_Instructions for the task_
Copy each line of the data below verbatim, without changing any character.

==== Supplied material ====

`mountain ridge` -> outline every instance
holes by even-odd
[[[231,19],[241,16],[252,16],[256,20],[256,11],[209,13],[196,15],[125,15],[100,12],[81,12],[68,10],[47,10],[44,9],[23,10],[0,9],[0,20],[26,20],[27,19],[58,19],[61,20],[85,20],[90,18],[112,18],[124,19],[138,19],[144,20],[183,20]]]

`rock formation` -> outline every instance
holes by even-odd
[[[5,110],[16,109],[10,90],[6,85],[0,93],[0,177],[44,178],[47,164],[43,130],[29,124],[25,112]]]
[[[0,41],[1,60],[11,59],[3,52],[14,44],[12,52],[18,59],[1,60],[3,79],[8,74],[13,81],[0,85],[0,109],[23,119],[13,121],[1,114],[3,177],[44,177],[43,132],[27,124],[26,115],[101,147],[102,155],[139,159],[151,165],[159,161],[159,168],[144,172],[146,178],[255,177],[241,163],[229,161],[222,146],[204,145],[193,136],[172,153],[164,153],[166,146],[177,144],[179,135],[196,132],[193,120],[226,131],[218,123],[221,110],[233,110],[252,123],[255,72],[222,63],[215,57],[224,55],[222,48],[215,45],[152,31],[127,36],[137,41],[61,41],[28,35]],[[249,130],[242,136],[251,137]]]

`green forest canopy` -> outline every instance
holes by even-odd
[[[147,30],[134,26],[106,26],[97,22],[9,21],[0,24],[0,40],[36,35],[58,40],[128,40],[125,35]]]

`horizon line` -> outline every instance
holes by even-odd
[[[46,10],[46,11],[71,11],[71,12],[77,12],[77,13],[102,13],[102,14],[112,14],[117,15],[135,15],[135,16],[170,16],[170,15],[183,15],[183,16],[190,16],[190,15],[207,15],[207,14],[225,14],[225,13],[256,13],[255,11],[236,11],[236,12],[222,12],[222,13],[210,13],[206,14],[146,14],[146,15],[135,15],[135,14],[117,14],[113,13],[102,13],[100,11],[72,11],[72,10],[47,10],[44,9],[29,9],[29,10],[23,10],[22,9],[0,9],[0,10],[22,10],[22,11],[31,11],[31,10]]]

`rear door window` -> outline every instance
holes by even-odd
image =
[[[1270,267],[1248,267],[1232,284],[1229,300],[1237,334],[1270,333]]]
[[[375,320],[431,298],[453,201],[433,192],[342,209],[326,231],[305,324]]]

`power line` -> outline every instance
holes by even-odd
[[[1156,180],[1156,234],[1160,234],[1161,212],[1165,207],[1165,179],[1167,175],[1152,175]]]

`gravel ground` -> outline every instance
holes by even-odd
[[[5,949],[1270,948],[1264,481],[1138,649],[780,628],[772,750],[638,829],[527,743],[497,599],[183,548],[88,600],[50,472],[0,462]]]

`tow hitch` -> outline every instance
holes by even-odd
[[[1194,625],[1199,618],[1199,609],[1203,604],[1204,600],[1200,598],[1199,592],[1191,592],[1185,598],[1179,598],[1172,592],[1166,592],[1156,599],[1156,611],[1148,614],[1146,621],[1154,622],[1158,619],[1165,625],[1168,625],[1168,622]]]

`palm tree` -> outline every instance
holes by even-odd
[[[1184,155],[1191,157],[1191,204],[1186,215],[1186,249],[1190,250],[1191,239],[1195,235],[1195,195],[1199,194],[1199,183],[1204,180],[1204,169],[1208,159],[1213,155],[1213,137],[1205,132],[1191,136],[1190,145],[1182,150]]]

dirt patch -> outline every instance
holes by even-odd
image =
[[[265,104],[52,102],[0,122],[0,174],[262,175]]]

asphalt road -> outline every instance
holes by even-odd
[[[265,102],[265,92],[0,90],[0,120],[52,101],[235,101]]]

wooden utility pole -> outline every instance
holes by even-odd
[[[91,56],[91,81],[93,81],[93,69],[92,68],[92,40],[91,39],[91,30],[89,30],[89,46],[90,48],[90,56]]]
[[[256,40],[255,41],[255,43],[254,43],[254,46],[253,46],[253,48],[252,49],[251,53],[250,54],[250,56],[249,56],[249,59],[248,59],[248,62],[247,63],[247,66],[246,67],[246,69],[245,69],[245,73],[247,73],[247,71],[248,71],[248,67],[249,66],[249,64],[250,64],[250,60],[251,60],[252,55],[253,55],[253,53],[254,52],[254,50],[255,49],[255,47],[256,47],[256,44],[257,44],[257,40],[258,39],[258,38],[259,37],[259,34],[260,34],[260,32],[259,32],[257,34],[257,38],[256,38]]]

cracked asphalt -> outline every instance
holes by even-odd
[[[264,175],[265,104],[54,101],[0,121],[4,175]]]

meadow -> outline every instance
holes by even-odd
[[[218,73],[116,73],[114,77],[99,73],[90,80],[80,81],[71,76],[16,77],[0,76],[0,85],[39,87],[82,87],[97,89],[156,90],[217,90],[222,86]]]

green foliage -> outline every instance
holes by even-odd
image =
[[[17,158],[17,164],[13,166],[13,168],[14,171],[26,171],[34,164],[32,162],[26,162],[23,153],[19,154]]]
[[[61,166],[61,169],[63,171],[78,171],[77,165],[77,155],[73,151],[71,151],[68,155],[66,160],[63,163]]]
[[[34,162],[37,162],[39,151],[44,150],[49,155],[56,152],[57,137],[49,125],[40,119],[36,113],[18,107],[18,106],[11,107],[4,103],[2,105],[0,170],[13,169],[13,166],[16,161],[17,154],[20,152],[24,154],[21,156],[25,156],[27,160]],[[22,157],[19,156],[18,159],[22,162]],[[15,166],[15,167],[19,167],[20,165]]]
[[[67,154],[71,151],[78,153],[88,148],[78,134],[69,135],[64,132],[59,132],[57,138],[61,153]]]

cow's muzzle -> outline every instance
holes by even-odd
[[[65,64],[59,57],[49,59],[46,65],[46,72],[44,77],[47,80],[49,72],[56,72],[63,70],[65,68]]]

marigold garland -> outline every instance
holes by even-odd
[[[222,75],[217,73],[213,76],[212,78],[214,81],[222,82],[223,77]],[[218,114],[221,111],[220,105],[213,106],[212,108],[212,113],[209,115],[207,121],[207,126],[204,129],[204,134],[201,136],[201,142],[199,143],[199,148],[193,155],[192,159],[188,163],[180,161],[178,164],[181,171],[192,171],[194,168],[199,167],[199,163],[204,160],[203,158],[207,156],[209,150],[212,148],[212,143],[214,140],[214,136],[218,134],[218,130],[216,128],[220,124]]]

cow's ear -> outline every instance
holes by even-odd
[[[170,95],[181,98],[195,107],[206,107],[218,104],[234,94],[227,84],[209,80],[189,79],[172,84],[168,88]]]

====

_Result of this task_
`mountain ridge` -> outline every instance
holes by even-odd
[[[231,19],[241,16],[252,16],[256,20],[256,11],[209,13],[196,15],[125,15],[100,12],[81,12],[68,10],[47,10],[44,9],[23,10],[0,9],[0,20],[26,20],[27,19],[58,19],[61,20],[85,20],[90,18],[112,18],[124,19],[138,19],[144,20],[183,20]]]

`rock formation` -> outline every instance
holes by even-odd
[[[5,110],[16,109],[10,90],[6,85],[0,93],[0,177],[44,178],[47,164],[43,130],[29,124],[25,112]]]
[[[0,41],[1,60],[11,59],[3,52],[14,44],[12,52],[18,59],[1,60],[3,79],[8,74],[13,81],[0,85],[0,109],[23,119],[13,121],[1,114],[3,177],[44,177],[43,132],[27,124],[26,115],[101,147],[102,155],[139,159],[151,165],[159,161],[159,168],[144,172],[146,178],[255,177],[241,163],[229,161],[222,146],[204,145],[193,136],[172,153],[164,153],[166,146],[177,144],[179,135],[196,132],[193,120],[226,131],[218,123],[221,110],[233,110],[252,123],[255,72],[222,63],[215,57],[224,55],[222,48],[215,45],[152,31],[127,36],[137,41],[61,41],[28,35]],[[249,130],[242,136],[251,137]]]

`green forest canopy` -> outline every instance
holes by even-odd
[[[147,30],[134,26],[106,26],[97,22],[9,21],[0,24],[0,40],[36,35],[58,40],[128,40],[125,35]]]

`horizon line` -> outline every instance
holes by even-odd
[[[46,10],[46,11],[71,11],[71,12],[77,12],[77,13],[102,13],[102,14],[112,14],[117,15],[135,15],[135,16],[170,16],[170,15],[183,15],[183,16],[190,16],[190,15],[207,15],[207,14],[225,14],[225,13],[256,13],[255,11],[236,11],[236,12],[222,12],[222,13],[210,13],[206,14],[146,14],[146,15],[135,15],[135,14],[117,14],[113,13],[102,13],[100,11],[72,11],[72,10],[47,10],[44,9],[29,9],[29,10],[23,10],[22,9],[0,9],[0,10],[22,10],[22,11],[31,11],[31,10]]]

`rear door window` -> outline every instance
holes by even-odd
image =
[[[1270,267],[1248,267],[1232,284],[1229,300],[1237,334],[1270,333]]]
[[[375,320],[431,298],[453,201],[433,192],[342,209],[326,231],[305,324]]]

`power line` -> outline every instance
holes by even-odd
[[[1156,180],[1156,234],[1160,234],[1161,212],[1165,207],[1165,179],[1167,175],[1152,175]]]

`gravel ground` -> outline every instance
holes by even-odd
[[[5,949],[1270,948],[1264,481],[1138,649],[780,628],[772,750],[638,829],[527,743],[497,599],[183,548],[88,600],[50,472],[0,462]]]

`tow hitch` -> outline every instance
holes by even-odd
[[[1194,625],[1199,618],[1199,609],[1203,604],[1204,600],[1200,598],[1199,592],[1191,592],[1185,598],[1179,598],[1172,592],[1166,592],[1156,599],[1156,611],[1148,614],[1146,621],[1154,622],[1158,619],[1165,625],[1168,625],[1168,622]]]

`palm tree` -> outline every instance
holes by even-odd
[[[1184,155],[1191,157],[1191,204],[1186,215],[1186,249],[1190,250],[1191,239],[1195,235],[1195,195],[1199,194],[1199,183],[1204,180],[1204,169],[1208,159],[1213,155],[1213,137],[1205,132],[1191,136],[1190,145],[1182,150]]]

dirt patch -> outline every instance
holes by even-odd
image =
[[[265,104],[52,102],[0,122],[0,174],[262,175]]]

asphalt road -> outline every instance
holes by even-odd
[[[265,102],[265,92],[0,90],[0,120],[52,101],[235,101]]]

wooden utility pole -> outline every instance
holes by even-odd
[[[91,56],[91,81],[93,81],[93,69],[92,68],[92,40],[91,39],[91,30],[89,30],[89,46],[90,48],[90,56]]]
[[[256,40],[255,41],[255,43],[254,43],[254,46],[253,46],[253,48],[252,49],[251,53],[250,54],[250,56],[249,56],[249,59],[248,59],[248,62],[247,63],[247,66],[246,67],[246,69],[245,69],[245,73],[247,73],[247,71],[248,71],[248,67],[249,66],[249,64],[250,64],[250,60],[251,60],[252,55],[253,55],[253,53],[254,52],[254,50],[255,49],[255,47],[256,47],[256,44],[257,44],[257,40],[258,39],[258,38],[259,37],[259,34],[260,34],[260,32],[259,32],[257,34],[257,38],[256,38]]]

cracked asphalt -> outline every instance
holes by even-odd
[[[264,175],[265,104],[54,101],[0,121],[4,175]]]

meadow -> outline every instance
holes by even-odd
[[[218,73],[116,73],[114,77],[99,73],[90,80],[80,81],[71,76],[16,77],[0,76],[0,85],[39,87],[82,87],[97,89],[156,90],[217,90],[222,86]]]

green foliage -> outline every instance
holes by even-odd
image =
[[[17,158],[17,164],[13,166],[13,168],[14,171],[26,171],[34,164],[32,162],[26,162],[23,153],[19,154]]]
[[[61,166],[61,169],[63,171],[78,171],[77,165],[77,155],[73,151],[71,151],[68,155],[66,160],[63,163]]]
[[[34,162],[37,162],[39,151],[44,150],[49,155],[56,152],[57,137],[49,125],[40,119],[36,113],[18,107],[18,106],[11,107],[4,103],[2,105],[0,170],[13,169],[13,166],[16,161],[17,154],[20,152],[24,154],[21,156],[25,156],[27,160]],[[22,157],[19,156],[18,159],[22,162]],[[15,166],[15,167],[19,167],[20,165]]]
[[[67,154],[71,151],[78,153],[88,148],[78,134],[69,135],[64,132],[59,132],[57,138],[61,153]]]

cow's muzzle -> outline every instance
holes by even-odd
[[[65,64],[59,57],[49,59],[46,65],[46,72],[44,77],[47,80],[49,72],[56,72],[63,70],[65,68]]]

marigold garland -> outline every instance
holes by even-odd
[[[222,75],[217,73],[213,76],[212,78],[214,81],[222,82],[223,77]],[[218,114],[221,111],[220,105],[213,106],[212,108],[212,113],[209,115],[207,121],[207,126],[204,129],[204,134],[201,136],[201,142],[199,143],[199,148],[193,155],[192,159],[188,163],[180,161],[178,164],[181,171],[192,171],[194,168],[199,167],[199,163],[204,160],[203,158],[207,156],[209,150],[212,148],[212,143],[214,140],[214,136],[218,134],[218,130],[216,128],[220,124]]]

cow's ear -> outline every instance
holes by even-odd
[[[170,95],[181,98],[195,107],[206,107],[218,104],[234,94],[227,84],[209,80],[189,79],[172,84],[168,88]]]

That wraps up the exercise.